• Textauszug:
● ● ●

Dabei ist die Nation für Walser kein metaphysischer Wert, vielmehr eine historische Stufe, die eines Tages überwunden sein wird. Zur Zeit aber ist sie noch die wirksamste kollektive Realität, auf die das Individuum nicht verzichten kann. Diese Einsicht war umso bemerkenswerter, weil Walser weder aus der DDR noch aus Ostdeutschland, sondern vom Bodensee stammt, also keinen persönlichen Phantomschmerz abzuarbeiten hatte.

Wer Walser kannte, für den war seine Frankfurter Friedenspreisrede 1998, in der er vor der politischen Instrumentalisierung der NS-Vergangenheit und vor der „Zementierung unserer Schande“ durch das geplante Holocaustdenkmal warnte, keine wirkliche Überraschung. Ein intellektuell überforderter Ignaz Bubis setzte danach das böse Wort vom „geistigen Brandstifter“ in Umlauf, worauf ein Kritikersturm einsetzte, der auf Walsers moralische Erledigung abzielte.

Der überstand den Tumult gänzlich unbeschadet. Heute erscheint die Kampagne als ein Wendepunkt und, wenn man sich der aggressiven Lynchstimmung erinnert, die während des Historikerstreits und noch 1993/94 gegen den sächsischen CDU-Politiker Steffen Heitman aufkam, bereits wie ein Rückzugsgefecht. Mittlerweile kann man auf den anachronistischen Zug, der da noch einmal der historischen Gruft entstiegen war, amüsiert zurückblicken: Auf die um ihr Ideologiekapital besorgten Zeitgeistritter aus den Redaktionsstuben, auf die halbgebildeten Politiker, die außerhalb der PC-gesättigten Liturgie keine Sprache und Begriffe besitzen, auf die berufsmäßigen Verwalter deutscher Schuld, die um ihre beste Einnahmequelle bangten, auf die neurotischen Wut-und-Trauer-Orgiasten: Allesamt gehobene Angestellte, die ihre Pfründe und falschen Gewißheiten - vor allem die Lebenslüge, sie seien freie Menschen, keine hochdotierten Bediensteten - verteidigten. Getroffen heulten sie auf, als Walser bei ihnen die „Banalität des Guten“ konstatierte.

Martin Walser hat darüber nie vergessen, daß seine wahre Profession die Literatur ist. Diese Selbstbeschränkung hat ihn vor Verbitterung und künstlerischem Verschleiß bewahrt. Erst im letzten Sommer erschien „Der Lebenslauf der Liebe“, ein 525 Seiten starker Roman - sein achtzehnter! Der Brunnen seiner dichterischen Phantasie und Sprachgewalt ist unerschöpflich. „Ich wachte erst auf, als ich sah, wie deutsche Geschichte täglich für Politik der Sack-und-Asche-Phrase geopfert wurde.“

Endgültig alarmierte ihn die Erkenntnis, daß dieses ungefragte Opfer auch seine eigene Kindheit einschloß. Beide hat er in seinem gewaltigen Werk zusammengeführt, in ein gerechtes Licht gerückt und damit ein Beispiel gegeben. Als Schriftsteller und engagierter Bürger ist Martin Walser, der am 24. März 75 Jahre alt wird, für uns ein Glücksfall.

● ● ●

• Material:

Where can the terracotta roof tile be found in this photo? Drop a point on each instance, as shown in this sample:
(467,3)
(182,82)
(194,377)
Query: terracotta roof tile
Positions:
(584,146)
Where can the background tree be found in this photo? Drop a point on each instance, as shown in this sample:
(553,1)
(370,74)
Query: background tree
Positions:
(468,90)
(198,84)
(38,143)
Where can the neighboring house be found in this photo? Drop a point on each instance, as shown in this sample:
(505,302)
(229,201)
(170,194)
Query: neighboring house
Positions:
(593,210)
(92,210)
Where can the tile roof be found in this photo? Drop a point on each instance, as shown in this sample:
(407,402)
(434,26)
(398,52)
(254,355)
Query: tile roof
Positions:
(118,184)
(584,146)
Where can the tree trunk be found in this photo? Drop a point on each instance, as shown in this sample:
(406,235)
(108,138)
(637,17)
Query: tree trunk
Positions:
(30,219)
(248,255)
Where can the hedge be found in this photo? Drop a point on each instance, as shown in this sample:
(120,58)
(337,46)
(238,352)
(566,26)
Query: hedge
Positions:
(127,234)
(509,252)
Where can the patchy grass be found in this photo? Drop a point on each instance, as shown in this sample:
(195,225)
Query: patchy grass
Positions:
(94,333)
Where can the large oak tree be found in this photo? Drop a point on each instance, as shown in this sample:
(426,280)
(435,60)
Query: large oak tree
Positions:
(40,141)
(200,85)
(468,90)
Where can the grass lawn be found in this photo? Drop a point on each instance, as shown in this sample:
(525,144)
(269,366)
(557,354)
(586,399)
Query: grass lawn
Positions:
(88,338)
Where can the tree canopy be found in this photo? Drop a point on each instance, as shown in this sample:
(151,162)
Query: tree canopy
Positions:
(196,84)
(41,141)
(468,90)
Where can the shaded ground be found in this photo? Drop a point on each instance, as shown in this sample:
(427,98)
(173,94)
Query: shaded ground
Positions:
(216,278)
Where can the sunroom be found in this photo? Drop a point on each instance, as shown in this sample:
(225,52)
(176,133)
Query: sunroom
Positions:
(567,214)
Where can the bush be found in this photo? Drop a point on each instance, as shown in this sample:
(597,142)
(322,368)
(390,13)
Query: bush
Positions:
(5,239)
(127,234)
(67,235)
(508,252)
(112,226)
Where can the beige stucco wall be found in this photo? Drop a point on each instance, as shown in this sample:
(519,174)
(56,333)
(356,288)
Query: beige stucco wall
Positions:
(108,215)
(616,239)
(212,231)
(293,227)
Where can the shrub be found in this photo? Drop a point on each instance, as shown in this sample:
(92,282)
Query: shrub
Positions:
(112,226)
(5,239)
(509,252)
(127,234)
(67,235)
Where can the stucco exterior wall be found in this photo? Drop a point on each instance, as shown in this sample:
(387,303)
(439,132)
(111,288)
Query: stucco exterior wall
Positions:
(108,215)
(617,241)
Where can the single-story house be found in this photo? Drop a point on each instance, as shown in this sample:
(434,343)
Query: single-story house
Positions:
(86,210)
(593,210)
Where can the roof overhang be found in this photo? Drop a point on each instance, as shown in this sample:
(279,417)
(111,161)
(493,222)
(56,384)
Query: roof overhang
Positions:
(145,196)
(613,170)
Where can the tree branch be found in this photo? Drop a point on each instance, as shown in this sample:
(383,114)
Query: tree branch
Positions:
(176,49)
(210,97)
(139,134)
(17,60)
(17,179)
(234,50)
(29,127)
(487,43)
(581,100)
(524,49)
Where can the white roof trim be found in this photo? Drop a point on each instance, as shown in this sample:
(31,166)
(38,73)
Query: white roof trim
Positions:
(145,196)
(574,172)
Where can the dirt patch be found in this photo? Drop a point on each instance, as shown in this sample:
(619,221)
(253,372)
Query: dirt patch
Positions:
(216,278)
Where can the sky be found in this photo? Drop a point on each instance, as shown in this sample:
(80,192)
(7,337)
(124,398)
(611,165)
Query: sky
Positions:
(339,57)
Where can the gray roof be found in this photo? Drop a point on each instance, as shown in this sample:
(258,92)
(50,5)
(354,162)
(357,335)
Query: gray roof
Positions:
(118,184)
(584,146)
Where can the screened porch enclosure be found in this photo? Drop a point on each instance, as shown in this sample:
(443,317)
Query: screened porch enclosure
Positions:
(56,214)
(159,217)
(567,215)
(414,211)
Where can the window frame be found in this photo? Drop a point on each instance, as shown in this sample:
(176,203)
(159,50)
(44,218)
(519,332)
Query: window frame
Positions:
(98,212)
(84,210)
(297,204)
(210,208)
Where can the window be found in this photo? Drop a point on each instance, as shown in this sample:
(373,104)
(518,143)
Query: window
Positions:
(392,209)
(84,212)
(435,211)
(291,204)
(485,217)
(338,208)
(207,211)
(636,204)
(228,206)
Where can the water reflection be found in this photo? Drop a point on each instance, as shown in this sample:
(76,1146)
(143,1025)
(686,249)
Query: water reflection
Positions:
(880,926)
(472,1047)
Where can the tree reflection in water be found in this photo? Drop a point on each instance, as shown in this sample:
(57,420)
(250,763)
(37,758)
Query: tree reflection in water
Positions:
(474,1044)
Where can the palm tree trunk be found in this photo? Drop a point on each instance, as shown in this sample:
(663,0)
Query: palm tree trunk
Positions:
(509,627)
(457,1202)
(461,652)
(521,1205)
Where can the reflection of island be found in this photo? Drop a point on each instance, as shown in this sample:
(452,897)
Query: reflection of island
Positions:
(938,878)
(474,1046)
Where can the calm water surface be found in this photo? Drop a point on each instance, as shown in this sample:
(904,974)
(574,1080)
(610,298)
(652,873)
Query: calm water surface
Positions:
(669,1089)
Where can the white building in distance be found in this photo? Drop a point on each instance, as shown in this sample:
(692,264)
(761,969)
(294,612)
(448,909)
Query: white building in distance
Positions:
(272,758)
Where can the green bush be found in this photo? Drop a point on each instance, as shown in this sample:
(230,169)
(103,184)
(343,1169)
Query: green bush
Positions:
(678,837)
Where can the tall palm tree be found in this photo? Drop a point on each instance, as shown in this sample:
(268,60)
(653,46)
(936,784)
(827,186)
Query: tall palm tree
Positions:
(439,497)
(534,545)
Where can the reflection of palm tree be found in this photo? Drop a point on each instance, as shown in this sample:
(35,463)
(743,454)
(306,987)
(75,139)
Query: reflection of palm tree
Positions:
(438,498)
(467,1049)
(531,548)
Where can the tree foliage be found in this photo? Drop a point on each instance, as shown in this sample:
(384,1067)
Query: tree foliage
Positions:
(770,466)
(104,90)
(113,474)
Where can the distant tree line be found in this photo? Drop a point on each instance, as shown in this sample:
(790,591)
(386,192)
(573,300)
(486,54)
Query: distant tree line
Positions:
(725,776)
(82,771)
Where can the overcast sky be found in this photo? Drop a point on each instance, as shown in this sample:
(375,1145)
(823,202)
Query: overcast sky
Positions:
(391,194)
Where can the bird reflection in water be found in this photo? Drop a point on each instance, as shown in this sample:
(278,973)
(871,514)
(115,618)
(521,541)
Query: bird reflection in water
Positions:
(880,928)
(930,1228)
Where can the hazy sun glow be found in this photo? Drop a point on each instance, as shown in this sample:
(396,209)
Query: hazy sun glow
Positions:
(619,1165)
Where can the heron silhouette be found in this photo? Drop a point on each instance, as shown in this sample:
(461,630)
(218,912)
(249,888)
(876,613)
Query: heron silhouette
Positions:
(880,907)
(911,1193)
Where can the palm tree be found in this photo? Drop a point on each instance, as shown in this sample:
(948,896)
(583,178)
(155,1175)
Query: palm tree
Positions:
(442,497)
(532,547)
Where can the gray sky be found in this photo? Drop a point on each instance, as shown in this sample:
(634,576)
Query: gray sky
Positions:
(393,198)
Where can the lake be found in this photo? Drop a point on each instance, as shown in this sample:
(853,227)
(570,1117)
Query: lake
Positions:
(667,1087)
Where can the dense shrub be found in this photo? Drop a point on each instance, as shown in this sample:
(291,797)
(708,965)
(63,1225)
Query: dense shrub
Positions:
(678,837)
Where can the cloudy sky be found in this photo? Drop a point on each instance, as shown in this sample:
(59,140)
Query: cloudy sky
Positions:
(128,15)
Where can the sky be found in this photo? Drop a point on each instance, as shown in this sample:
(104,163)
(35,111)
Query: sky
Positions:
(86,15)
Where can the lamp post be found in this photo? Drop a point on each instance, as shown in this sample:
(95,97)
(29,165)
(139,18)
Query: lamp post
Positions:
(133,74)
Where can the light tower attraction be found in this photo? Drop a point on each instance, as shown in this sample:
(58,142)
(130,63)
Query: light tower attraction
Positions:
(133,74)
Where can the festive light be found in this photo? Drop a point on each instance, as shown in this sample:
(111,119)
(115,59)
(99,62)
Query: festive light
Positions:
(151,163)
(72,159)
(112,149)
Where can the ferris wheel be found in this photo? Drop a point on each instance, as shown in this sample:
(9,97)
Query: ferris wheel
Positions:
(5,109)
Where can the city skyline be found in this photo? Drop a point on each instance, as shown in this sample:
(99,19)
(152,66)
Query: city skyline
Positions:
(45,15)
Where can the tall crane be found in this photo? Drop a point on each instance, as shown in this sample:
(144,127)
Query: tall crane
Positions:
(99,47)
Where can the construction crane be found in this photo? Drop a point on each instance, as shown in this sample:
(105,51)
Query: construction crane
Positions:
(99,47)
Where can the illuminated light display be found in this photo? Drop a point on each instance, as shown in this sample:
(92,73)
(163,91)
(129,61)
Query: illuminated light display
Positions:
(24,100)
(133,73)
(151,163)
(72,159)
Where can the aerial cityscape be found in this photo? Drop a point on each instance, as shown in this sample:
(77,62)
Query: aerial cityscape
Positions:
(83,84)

● ● ●

• Schriftliche Aufgabe: Gib aus dem Text über Martin Walser die Passage von „Dabei ist die“ bis einschließlich „moralische Erledigung abzielte.“ wieder und benenne darin „Holocaustdenkmal“ in „Mahnmal“ um.

• Erwartete Ausgabe:
Dabei ist die Nation für Walser kein metaphysischer Wert, vielmehr eine historische Stufe, die eines Tages überwunden sein wird. Zur Zeit aber ist sie noch die wirksamste kollektive Realität, auf die das Individuum nicht verzichten kann. Diese Einsicht war umso bemerkenswerter, weil Walser weder aus der DDR noch aus Ostdeutschland, sondern vom Bodensee stammt, also keinen persönlichen Phantomschmerz abzuarbeiten hatte.

Wer Walser kannte, für den war seine Frankfurter Friedenspreisrede 1998, in der er vor der politischen Instrumentalisierung der NS-Vergangenheit und vor der „Zementierung unserer Schande“ durch das geplante Mahnmal warnte, keine wirkliche Überraschung. Ein intellektuell überforderter Ignaz Bubis setzte danach das böse Wort vom „geistigen Brandstifter“ in Umlauf, worauf ein Kritikersturm einsetzte, der auf Walsers moralische Erledigung abzielte.